To do
Below are records; transcribe only the line with "the white picture" and those after it, through the last line, without any change.
+ + + + + + +
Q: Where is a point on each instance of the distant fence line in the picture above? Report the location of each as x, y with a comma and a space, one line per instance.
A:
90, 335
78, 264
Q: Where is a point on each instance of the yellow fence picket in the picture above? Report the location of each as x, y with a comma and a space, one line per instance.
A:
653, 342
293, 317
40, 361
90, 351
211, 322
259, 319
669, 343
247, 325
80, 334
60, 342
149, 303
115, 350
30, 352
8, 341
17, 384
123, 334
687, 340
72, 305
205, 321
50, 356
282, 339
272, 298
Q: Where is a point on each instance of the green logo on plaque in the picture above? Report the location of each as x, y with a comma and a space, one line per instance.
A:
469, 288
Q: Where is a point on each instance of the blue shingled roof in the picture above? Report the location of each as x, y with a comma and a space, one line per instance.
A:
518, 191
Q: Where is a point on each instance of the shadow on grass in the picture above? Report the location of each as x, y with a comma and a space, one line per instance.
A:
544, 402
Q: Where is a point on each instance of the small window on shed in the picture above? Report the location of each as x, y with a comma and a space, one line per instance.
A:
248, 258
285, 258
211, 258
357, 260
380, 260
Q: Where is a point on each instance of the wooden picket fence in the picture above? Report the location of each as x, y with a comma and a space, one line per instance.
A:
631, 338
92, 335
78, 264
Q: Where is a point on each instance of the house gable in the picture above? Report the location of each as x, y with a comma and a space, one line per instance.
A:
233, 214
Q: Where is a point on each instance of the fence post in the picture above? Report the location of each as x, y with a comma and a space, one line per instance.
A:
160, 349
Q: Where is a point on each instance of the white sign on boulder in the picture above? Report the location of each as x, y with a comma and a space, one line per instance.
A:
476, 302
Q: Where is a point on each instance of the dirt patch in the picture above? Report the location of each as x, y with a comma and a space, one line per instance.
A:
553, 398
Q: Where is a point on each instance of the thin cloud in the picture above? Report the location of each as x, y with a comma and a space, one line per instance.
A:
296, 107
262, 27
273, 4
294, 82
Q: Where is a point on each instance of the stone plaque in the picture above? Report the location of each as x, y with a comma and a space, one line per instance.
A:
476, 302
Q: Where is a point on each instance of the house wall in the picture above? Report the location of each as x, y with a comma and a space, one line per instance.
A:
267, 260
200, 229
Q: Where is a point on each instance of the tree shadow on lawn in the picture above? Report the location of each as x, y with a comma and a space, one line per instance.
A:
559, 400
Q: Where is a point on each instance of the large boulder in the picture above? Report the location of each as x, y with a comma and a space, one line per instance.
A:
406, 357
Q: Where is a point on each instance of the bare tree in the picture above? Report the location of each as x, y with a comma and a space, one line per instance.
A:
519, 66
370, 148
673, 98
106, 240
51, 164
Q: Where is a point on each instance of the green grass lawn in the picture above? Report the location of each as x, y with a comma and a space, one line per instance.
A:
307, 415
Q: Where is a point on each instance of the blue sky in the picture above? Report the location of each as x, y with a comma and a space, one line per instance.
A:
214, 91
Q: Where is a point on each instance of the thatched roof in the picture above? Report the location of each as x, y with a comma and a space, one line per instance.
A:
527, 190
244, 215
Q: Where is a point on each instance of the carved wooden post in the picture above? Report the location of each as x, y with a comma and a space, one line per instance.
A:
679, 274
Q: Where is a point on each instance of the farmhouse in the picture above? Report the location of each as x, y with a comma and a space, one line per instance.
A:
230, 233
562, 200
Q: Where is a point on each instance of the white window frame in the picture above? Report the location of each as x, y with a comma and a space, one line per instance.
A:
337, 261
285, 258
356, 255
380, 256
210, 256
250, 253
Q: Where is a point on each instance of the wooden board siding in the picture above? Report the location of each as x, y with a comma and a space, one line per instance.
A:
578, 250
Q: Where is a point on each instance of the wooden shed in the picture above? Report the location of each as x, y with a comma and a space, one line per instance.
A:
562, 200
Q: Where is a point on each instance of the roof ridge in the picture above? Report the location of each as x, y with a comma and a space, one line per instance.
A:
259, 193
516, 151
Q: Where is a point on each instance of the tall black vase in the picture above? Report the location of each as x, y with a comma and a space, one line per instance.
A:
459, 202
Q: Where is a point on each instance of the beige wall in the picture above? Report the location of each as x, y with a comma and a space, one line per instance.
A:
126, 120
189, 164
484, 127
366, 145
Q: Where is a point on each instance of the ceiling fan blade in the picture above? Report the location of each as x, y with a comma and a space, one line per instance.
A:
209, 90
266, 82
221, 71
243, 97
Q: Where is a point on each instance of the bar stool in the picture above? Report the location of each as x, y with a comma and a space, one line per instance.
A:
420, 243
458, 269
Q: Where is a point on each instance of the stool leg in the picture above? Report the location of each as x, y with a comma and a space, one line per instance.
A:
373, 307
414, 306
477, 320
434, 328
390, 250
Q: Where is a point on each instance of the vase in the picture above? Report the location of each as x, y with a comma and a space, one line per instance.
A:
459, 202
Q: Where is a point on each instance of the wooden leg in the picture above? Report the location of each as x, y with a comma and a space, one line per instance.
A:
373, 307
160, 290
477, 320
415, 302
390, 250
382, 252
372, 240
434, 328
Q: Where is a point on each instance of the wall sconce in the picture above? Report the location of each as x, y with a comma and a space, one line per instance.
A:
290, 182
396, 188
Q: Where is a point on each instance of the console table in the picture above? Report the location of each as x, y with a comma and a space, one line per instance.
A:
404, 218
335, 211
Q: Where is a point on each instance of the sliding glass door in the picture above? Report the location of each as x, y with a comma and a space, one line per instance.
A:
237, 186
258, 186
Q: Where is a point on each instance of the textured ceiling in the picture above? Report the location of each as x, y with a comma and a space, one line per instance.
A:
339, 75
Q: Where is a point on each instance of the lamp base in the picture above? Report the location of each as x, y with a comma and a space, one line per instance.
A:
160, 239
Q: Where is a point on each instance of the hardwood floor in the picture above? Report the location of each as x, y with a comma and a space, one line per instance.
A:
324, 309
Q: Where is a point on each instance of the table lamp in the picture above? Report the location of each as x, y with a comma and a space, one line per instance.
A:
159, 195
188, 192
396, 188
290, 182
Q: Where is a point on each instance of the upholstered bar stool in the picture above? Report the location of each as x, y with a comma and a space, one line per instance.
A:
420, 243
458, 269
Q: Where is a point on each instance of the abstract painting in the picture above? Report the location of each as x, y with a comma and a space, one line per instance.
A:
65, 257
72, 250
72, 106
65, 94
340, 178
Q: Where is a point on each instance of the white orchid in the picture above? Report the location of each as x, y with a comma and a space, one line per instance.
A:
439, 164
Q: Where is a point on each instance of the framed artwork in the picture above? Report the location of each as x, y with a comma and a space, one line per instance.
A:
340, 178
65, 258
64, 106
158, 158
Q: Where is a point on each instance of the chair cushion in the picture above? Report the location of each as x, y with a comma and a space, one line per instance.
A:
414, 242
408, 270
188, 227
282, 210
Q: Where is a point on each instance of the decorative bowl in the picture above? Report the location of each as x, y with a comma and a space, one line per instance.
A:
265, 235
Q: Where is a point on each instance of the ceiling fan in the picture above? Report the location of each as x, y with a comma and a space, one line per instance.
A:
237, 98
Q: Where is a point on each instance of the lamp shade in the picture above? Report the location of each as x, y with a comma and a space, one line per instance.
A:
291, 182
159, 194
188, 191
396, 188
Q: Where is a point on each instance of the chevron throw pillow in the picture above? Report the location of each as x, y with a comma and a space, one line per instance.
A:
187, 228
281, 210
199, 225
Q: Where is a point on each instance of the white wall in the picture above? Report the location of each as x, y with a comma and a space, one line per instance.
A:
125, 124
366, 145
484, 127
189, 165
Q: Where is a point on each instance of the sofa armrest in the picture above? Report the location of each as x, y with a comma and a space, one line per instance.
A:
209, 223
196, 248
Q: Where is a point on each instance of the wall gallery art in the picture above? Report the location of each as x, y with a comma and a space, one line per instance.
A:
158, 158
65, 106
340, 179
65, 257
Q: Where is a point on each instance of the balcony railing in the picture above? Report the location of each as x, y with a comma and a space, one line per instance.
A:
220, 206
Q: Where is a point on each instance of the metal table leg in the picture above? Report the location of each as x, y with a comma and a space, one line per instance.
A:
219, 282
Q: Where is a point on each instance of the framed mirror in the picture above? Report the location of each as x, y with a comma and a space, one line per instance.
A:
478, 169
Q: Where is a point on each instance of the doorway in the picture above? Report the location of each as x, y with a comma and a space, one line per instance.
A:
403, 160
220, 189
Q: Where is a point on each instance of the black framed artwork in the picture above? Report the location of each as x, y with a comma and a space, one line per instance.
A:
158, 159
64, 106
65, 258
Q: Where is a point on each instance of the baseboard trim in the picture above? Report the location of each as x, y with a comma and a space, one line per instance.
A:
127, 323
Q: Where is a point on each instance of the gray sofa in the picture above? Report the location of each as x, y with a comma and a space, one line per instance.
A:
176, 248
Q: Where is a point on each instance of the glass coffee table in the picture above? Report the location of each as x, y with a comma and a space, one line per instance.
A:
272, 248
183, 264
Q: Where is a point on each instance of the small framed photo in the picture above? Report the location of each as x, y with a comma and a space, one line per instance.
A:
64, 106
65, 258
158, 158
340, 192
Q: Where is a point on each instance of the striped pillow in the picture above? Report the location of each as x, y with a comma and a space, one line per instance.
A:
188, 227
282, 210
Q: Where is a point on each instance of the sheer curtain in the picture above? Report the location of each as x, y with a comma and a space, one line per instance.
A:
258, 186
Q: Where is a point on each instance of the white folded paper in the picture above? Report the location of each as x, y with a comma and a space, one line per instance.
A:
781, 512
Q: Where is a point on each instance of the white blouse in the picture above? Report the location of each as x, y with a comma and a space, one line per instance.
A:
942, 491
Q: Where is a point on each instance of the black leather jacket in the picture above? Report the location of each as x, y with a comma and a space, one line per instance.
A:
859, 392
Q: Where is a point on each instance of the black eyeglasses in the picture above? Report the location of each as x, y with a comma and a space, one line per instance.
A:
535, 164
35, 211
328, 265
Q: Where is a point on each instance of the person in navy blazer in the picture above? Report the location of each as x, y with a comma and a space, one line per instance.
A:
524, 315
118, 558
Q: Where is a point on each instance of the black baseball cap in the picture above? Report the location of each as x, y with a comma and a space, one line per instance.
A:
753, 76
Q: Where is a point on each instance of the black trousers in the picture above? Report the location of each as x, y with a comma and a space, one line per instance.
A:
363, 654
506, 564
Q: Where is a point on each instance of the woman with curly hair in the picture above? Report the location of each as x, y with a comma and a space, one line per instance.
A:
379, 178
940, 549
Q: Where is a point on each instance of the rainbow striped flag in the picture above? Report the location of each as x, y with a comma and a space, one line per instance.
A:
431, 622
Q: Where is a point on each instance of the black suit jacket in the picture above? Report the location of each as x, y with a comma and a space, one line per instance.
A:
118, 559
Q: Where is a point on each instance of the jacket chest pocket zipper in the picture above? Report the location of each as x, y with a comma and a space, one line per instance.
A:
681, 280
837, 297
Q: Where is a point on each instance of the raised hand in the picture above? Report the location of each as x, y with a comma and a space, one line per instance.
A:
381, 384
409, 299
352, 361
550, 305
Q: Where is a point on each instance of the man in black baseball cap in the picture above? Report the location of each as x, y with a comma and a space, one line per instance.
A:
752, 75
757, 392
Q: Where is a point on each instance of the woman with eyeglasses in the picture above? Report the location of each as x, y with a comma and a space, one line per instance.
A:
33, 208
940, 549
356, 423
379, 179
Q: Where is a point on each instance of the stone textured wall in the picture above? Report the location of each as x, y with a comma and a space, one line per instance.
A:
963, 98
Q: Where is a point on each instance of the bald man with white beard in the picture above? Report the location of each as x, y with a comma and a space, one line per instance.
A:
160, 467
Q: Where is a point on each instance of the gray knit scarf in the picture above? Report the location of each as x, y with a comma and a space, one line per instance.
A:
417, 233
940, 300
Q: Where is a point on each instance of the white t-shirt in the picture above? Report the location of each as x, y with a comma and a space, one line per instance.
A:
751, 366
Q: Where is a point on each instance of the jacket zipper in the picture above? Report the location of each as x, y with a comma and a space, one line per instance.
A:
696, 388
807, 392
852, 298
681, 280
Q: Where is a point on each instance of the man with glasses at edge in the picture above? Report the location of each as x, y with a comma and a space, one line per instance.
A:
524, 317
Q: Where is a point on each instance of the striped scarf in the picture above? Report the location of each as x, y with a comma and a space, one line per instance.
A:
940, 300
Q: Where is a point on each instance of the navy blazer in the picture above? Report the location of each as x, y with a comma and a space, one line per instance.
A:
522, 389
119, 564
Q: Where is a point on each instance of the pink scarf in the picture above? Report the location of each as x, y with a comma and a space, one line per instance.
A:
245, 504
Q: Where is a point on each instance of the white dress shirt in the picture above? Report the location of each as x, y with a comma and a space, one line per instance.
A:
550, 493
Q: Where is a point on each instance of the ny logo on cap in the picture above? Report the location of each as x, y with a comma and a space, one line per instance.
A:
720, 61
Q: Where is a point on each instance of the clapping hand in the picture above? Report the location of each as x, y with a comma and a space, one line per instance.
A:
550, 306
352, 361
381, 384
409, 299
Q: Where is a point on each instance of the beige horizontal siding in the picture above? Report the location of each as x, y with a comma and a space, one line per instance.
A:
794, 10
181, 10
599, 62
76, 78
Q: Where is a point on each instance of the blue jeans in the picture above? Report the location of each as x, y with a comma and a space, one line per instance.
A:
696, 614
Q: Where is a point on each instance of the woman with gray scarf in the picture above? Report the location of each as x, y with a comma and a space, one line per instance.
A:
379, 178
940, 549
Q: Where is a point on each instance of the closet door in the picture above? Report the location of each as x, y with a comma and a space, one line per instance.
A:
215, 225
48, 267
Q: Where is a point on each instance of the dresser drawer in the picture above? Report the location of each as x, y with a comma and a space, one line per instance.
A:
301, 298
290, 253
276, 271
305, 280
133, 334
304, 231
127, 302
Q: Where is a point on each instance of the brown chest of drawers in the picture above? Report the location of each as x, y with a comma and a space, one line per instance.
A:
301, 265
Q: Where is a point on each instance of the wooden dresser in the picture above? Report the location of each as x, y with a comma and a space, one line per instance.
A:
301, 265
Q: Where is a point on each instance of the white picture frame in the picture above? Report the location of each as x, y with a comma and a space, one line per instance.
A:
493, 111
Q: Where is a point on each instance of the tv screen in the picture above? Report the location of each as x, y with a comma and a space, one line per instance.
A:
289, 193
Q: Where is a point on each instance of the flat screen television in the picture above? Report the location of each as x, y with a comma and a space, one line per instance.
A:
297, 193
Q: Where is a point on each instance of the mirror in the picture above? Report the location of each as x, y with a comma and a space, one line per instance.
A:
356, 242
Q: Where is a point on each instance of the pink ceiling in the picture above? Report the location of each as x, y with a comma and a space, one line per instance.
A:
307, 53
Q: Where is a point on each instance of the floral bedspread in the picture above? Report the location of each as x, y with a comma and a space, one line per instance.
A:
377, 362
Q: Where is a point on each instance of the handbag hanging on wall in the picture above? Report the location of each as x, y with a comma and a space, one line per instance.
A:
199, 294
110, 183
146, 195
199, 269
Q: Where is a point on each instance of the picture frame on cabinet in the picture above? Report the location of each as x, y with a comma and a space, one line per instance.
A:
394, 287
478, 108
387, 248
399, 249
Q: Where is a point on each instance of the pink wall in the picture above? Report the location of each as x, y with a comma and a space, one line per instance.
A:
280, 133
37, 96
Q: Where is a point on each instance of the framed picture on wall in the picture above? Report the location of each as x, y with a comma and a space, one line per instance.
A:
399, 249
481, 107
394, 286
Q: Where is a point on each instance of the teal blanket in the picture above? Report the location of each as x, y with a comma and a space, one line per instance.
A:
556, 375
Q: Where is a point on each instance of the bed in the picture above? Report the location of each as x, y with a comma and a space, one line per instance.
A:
+ + + + + + +
Correct output
Q: Where is a point on each instance of the white picture frame in the picture above? Report the location of each as x, y with a comma and a space, one line per instance.
A:
493, 111
Q: Where is a point on each instance of the tv screen in the picture above? Report the location of each as x, y with a comma and a space, one line per instance.
A:
289, 193
Q: Where is a point on each instance of the flat screen television in the picture above? Report the location of each as x, y with a comma and a space, one line per instance.
A:
297, 193
Q: Where is a point on each instance of the mirror in the picture above? Report the location of each as x, y with a comma and a space, one line per instance.
A:
356, 242
Q: Where is a point on each instance of the pink ceiling in the picture above? Report the location of each as x, y with a comma and a space, one line per instance.
A:
307, 53
Q: Where is a point on each instance of the floral bedspread in the picture above? Report the location of each as x, y with a comma and a space, one line per instance.
A:
377, 362
Q: Where is a point on each instance of the handbag hanging on wall in the picture above? Report the location of each as x, y with a comma and a space, one line per instance.
A:
199, 294
110, 183
146, 195
199, 269
Q: Where is a point on each instance of the picture frame on cabinet in the picture above? Report the location of each as x, y with a comma and a space, one line per instance.
A:
394, 287
478, 108
387, 248
399, 249
Q: Where is a point on each instance of the pink wall in the picture above? Report the location of each as x, y with a comma and a space, one line per instance.
A:
280, 133
37, 96
Q: Where is a point on each instance of the framed picture on wall in the picture above? Report the location of each as x, y with a comma and a space, one line per instance.
A:
399, 249
481, 107
394, 286
Q: Where is a point on each instance of the teal blanket in the picture above? Report the location of each as x, y with a comma and a space, one line per instance.
A:
556, 375
Q: Where is a point on each instance of the bed in the picture above? Report the location of each as x, y with a comma and a space, one line per instance.
A:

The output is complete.